**Work to be completed**
Show the lines below that contain the string "instance".

**Stored records**
++++++

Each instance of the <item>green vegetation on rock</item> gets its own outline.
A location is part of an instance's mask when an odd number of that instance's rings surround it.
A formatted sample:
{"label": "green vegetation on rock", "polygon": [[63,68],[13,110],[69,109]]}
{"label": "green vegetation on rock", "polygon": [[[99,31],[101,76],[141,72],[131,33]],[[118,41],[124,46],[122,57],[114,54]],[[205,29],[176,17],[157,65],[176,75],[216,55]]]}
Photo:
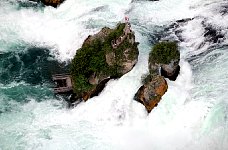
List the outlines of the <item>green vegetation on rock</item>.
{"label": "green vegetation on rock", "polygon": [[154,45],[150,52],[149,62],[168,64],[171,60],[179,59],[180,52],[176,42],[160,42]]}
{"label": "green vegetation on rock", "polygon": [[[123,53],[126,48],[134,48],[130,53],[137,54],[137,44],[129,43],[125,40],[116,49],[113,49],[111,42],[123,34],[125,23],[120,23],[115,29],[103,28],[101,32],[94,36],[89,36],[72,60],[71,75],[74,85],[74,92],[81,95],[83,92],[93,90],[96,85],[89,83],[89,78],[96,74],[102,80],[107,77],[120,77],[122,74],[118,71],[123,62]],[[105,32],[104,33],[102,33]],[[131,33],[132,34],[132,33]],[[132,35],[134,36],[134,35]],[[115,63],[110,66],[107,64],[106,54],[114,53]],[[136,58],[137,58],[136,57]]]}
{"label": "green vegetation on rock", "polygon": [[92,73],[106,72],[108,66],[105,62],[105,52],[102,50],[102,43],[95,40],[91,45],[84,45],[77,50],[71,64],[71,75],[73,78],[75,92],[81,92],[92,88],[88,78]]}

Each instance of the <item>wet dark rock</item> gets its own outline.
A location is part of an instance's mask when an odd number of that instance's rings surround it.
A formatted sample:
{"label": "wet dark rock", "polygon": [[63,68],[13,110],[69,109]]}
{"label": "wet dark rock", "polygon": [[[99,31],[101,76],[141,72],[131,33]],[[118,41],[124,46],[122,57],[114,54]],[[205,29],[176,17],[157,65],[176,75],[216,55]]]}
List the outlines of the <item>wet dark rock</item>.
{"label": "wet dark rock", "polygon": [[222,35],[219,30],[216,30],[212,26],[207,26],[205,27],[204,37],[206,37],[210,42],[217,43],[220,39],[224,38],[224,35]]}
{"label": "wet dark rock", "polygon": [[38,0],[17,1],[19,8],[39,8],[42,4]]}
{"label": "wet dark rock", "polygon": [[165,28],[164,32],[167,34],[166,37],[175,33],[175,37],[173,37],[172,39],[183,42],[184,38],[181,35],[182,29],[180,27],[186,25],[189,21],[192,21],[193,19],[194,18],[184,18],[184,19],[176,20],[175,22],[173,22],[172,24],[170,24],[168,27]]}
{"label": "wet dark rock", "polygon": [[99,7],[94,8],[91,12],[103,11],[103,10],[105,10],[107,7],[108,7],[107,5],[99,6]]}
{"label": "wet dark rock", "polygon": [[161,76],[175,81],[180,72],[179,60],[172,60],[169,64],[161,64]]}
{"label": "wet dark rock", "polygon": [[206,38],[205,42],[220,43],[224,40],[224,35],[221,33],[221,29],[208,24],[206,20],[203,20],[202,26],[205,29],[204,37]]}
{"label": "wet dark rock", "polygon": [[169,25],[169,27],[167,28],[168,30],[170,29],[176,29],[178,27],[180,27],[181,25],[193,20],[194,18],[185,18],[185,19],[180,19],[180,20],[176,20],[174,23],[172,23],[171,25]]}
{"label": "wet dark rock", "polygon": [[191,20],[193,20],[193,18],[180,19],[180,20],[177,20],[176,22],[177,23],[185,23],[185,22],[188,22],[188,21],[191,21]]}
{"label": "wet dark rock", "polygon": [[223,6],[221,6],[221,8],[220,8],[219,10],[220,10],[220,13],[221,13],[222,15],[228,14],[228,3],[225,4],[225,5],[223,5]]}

++++++

**Written answer**
Each instance of the <item>green vegetation on rock</item> gets its own outline.
A location is part of an instance's mask when an odd number of that instance's rings surround it.
Each instance of the <item>wet dark rock</item> gets its own outline.
A location is part of an instance's mask when an odd number of that instance's rings surround it.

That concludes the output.